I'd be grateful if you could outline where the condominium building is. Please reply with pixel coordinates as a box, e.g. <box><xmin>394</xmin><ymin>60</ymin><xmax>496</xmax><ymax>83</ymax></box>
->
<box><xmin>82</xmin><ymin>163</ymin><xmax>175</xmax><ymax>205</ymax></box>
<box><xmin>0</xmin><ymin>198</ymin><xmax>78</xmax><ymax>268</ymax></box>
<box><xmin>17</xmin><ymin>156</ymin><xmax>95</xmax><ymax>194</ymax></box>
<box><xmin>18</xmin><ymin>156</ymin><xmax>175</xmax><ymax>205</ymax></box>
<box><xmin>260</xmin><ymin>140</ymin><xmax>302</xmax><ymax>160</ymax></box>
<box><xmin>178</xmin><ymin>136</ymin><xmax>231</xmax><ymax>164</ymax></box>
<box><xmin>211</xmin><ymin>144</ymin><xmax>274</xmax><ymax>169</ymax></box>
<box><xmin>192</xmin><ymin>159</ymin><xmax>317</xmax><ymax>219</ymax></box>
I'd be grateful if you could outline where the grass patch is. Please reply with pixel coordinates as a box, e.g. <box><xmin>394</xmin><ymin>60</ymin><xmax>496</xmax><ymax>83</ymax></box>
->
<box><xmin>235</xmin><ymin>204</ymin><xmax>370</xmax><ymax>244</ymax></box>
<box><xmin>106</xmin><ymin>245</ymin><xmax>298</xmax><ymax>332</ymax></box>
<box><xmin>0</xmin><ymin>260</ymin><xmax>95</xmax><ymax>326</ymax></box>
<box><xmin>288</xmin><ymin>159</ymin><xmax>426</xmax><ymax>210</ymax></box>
=-=-=
* [Your objective]:
Render each line of the listing above as a JSON array of strings, one string per line, leaving out any blank lines.

* [Finished answer]:
[
  "I'd be grateful if you could outline where the condominium building is. Please reply with pixel coordinates as a box, e.g. <box><xmin>394</xmin><ymin>60</ymin><xmax>496</xmax><ymax>83</ymax></box>",
  "->",
  "<box><xmin>82</xmin><ymin>163</ymin><xmax>175</xmax><ymax>205</ymax></box>",
  "<box><xmin>0</xmin><ymin>198</ymin><xmax>78</xmax><ymax>268</ymax></box>",
  "<box><xmin>17</xmin><ymin>156</ymin><xmax>95</xmax><ymax>194</ymax></box>",
  "<box><xmin>18</xmin><ymin>156</ymin><xmax>175</xmax><ymax>205</ymax></box>",
  "<box><xmin>260</xmin><ymin>140</ymin><xmax>302</xmax><ymax>160</ymax></box>",
  "<box><xmin>178</xmin><ymin>136</ymin><xmax>231</xmax><ymax>164</ymax></box>",
  "<box><xmin>211</xmin><ymin>144</ymin><xmax>274</xmax><ymax>169</ymax></box>",
  "<box><xmin>192</xmin><ymin>159</ymin><xmax>317</xmax><ymax>219</ymax></box>",
  "I'd be grateful if you could outline where the grass patch is. Please reply with pixel coordinates as a box, e.g. <box><xmin>394</xmin><ymin>60</ymin><xmax>496</xmax><ymax>83</ymax></box>",
  "->",
  "<box><xmin>235</xmin><ymin>204</ymin><xmax>370</xmax><ymax>244</ymax></box>",
  "<box><xmin>106</xmin><ymin>245</ymin><xmax>298</xmax><ymax>332</ymax></box>",
  "<box><xmin>0</xmin><ymin>260</ymin><xmax>95</xmax><ymax>326</ymax></box>",
  "<box><xmin>288</xmin><ymin>159</ymin><xmax>426</xmax><ymax>210</ymax></box>"
]